(Pointing data)
#####

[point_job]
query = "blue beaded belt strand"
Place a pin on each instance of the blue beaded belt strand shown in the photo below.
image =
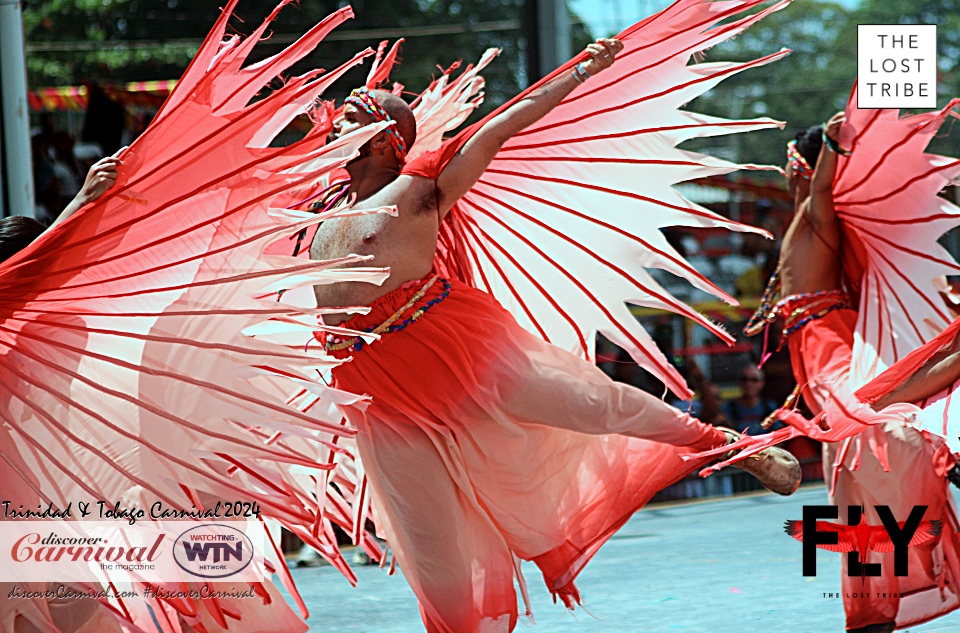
(356, 343)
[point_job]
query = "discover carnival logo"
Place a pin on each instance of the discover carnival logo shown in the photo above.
(154, 553)
(213, 551)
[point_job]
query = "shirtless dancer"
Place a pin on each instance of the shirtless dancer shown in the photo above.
(811, 270)
(483, 444)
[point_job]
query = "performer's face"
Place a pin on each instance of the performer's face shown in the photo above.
(791, 179)
(350, 120)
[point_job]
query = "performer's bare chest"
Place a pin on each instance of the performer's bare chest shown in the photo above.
(404, 243)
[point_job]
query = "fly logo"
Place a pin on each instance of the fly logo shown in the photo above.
(857, 538)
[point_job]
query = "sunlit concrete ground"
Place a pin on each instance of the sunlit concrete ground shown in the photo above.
(716, 566)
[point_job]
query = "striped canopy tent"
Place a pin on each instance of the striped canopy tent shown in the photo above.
(143, 95)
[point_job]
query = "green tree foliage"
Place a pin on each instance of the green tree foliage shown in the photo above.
(70, 41)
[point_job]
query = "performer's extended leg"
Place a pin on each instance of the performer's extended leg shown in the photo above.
(553, 387)
(448, 549)
(543, 384)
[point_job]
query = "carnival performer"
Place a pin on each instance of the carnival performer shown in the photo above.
(483, 443)
(19, 231)
(125, 376)
(888, 463)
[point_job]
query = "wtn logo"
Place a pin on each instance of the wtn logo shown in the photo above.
(857, 538)
(202, 550)
(213, 550)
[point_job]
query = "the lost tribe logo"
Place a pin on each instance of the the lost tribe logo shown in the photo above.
(213, 551)
(857, 537)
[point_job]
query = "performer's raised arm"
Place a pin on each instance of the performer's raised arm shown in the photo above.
(819, 210)
(470, 162)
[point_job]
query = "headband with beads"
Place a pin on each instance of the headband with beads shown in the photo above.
(362, 99)
(798, 162)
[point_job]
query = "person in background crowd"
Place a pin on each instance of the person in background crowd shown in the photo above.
(18, 231)
(747, 413)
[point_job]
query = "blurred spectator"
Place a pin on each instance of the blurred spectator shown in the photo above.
(56, 176)
(747, 413)
(706, 404)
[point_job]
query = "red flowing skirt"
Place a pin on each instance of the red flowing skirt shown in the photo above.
(483, 445)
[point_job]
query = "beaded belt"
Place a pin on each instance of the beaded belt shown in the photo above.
(798, 310)
(355, 343)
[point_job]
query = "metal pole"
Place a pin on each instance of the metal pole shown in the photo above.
(553, 26)
(16, 113)
(3, 210)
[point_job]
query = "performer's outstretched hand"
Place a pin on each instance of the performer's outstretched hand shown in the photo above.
(832, 127)
(602, 54)
(101, 176)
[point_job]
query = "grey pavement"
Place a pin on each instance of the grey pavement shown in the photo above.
(713, 566)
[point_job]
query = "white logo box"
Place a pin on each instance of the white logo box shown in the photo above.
(156, 552)
(897, 66)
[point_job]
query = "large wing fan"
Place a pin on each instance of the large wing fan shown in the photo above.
(885, 195)
(562, 225)
(886, 198)
(123, 370)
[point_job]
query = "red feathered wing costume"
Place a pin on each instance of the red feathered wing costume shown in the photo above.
(482, 424)
(885, 195)
(124, 375)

#####

◆ **Task statement**
Tally the lines of the data above that contain the string "strand", treating case as significant, and reply with the number only.

◆ **Response below**
2